▶ _Fragmento seleccionado_:

No es de extrañar, por tanto, que se englobaran estos infraseres bajo el término de homófobos y su actitud como homofobia, porque así disfrazaban o sentían realmente el rechazo: como miedo, más que como odio. A partir de ahí, en las dos últimas décadas, la postura de repudio de otras atracciones sexuales que jamás supusieron ninguna amenaza a nadie han pasado a denominarse con términos también sufijados con el signo fobia: lesbofobia o bifobia, cuando deberíamos hablar de misolesbia o misobisexia, por crear un neologismo más adecuado, aunque nunca jamás vaya a ser usado.

[Entradas de datos recopiladas]
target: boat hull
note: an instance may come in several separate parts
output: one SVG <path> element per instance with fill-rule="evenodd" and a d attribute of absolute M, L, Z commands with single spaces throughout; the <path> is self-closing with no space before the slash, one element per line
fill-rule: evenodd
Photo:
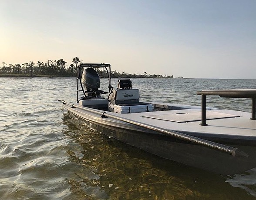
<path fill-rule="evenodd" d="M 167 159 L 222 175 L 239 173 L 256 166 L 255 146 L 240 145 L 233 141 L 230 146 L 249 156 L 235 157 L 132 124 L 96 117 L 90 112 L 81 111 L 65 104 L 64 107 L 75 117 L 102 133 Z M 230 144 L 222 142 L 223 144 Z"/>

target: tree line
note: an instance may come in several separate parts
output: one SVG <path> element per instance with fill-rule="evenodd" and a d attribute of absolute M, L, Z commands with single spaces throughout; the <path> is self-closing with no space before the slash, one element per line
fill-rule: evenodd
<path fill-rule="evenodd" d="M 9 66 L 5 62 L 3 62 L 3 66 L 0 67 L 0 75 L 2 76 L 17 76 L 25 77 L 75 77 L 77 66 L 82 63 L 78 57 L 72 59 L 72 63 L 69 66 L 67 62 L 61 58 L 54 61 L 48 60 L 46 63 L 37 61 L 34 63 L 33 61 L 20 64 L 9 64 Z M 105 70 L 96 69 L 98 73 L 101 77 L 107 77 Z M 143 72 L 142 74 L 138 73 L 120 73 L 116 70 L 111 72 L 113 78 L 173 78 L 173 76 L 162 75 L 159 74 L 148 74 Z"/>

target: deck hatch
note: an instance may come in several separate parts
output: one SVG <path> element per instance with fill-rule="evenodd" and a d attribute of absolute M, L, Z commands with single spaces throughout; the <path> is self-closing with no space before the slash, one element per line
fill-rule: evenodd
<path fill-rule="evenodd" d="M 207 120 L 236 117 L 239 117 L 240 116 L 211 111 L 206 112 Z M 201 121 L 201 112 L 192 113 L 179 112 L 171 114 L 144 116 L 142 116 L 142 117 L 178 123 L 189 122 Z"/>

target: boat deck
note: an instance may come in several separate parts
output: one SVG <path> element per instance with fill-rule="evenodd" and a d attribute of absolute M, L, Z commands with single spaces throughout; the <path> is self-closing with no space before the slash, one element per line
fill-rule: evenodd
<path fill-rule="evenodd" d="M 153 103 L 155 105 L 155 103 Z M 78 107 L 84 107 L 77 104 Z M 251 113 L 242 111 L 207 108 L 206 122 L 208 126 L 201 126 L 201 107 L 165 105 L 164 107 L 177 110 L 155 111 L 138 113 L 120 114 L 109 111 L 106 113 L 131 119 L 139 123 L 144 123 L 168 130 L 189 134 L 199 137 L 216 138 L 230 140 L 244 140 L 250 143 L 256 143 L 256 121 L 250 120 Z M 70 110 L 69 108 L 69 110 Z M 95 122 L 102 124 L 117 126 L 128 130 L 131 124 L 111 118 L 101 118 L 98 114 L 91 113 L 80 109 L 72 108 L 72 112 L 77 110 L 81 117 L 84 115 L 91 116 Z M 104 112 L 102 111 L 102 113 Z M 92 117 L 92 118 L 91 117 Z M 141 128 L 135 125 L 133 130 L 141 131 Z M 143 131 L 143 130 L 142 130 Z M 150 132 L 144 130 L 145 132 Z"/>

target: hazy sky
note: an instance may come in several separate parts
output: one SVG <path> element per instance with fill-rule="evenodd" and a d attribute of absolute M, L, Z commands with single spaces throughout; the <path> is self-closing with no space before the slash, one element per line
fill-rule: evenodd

▶ _Ejercicios propuestos_:
A) Resuma en dos oraciones el fragmento sobre el término homofobia.
B) Reproduzca el pasaje del fragmento sobre el término homofobia que va desde "No es de extrañar, por" hasta "a ser usado.", ambos incluidos, y renombre "homofobia" como "aversión a la homosexualidad".

▶ _Respuestas por ejercicio_:
A) El fragmento señala que se adoptaron los términos homófobos y homofobia porque así el rechazo se disfrazaba o se sentía realmente como miedo, más que como odio. Añade que, en las dos últimas décadas, el repudio de otras atracciones sexuales también ha recibido nombres con el sufijo fobia, como lesbofobia o bifobia, cuando según el texto debería hablarse de misolesbia o misobisexia.

B)
No es de extrañar, por tanto, que se englobaran estos infraseres bajo el término de homófobos y su actitud como aversión a la homosexualidad, porque así disfrazaban o sentían realmente el rechazo: como miedo, más que como odio. A partir de ahí, en las dos últimas décadas, la postura de repudio de otras atracciones sexuales que jamás supusieron ninguna amenaza a nadie han pasado a denominarse con términos también sufijados con el signo fobia: lesbofobia o bifobia, cuando deberíamos hablar de misolesbia o misobisexia, por crear un neologismo más adecuado, aunque nunca jamás vaya a ser usado.